REQUIRED ACTIONS >>
• A. List the headings in the masterclass text that each stand directly above a paragraph.
• B. Please quote the part of the masterclass text that opens with the words containing "My students, still" and closes with "of story approaches.".

DOCUMENT SECTION >>

Masterclass with…

Manuel Muñoz, award winning short story writer and novelist

The hard work of writers is always evident

In the past few years since receiving a MacArthur Fellowship, I have been asked to judge several book awards and a few contests for individual stories and essays.  I honor the confidentiality required to judge with candor and discretion, but it is always a tough assignment.  The hard work of the anonymous writers is always evident and the choices feel impossible.  Sometimes I wish I could consult with a fellow reader, but the narrowing down of the riches continues until I must select a recipient. 

What do I look for in a manuscript? 

My students, still in the midst of shaping their own books or crafting their first stories for journal submissions, often ask me about the process.  What do I look for in a manuscript?  How do I make my choices?  This is hard to say, as each batch—indeed, each contest—is unique.  The assumption might be that, as judge, I would steer toward writing that is like my own.  But the more one reads, the clearer it becomes that we as writers arrive with a mind-boggling array of story approaches. 

Rising from the stack of entries…

However much we might feel that every story has been told in one form or another, the intimate divergences from the recognizable spin some works into their own atmospheres.  They rise from the stacks of entries almost on their own, their voices arresting from the first few sentences.  Once a story manages the illusion of sustaining that voice until the last page, I know it’s the magic of a wonderful writer. 

We all know the feeling of being held in midair

This should come as neither surprise nor revelation.  In the days of browsing bookstores, maybe a book cover or the jacket copy lured us into opening the first pages.  But we all know the feeling of being held in midair by a powerful first page, a mystery that keeps us reading onward, hoping the spell will not break.

EXTRACTED RECORDS >>
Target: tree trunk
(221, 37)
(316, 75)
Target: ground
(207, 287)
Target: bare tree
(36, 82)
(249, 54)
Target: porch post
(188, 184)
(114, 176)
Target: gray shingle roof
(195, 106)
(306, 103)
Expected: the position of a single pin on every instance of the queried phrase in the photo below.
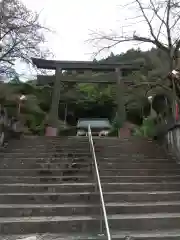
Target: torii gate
(108, 72)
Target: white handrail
(99, 183)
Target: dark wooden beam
(109, 78)
(83, 65)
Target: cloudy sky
(73, 21)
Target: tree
(161, 19)
(21, 35)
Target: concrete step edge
(77, 205)
(89, 218)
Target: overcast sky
(72, 21)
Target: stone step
(29, 210)
(87, 186)
(85, 170)
(83, 224)
(88, 177)
(143, 235)
(110, 160)
(43, 172)
(57, 165)
(51, 150)
(46, 179)
(103, 165)
(44, 154)
(63, 159)
(88, 197)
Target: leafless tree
(21, 35)
(158, 21)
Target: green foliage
(94, 100)
(147, 129)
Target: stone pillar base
(51, 132)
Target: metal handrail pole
(99, 184)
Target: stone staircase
(47, 189)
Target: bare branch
(21, 33)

ANSWERS TO THE EXERCISES >>
• A.
- The hard work of writers is always evident
- What do I look for in a manuscript?
- Rising from the stack of entries…
- We all know the feeling of being held in midair

• B.
My students, still in the midst of shaping their own books or crafting their first stories for journal submissions, often ask me about the process.  What do I look for in a manuscript?  How do I make my choices?  This is hard to say, as each batch—indeed, each contest—is unique.  The assumption might be that, as judge, I would steer toward writing that is like my own.  But the more one reads, the clearer it becomes that we as writers arrive with a mind-boggling array of story approaches.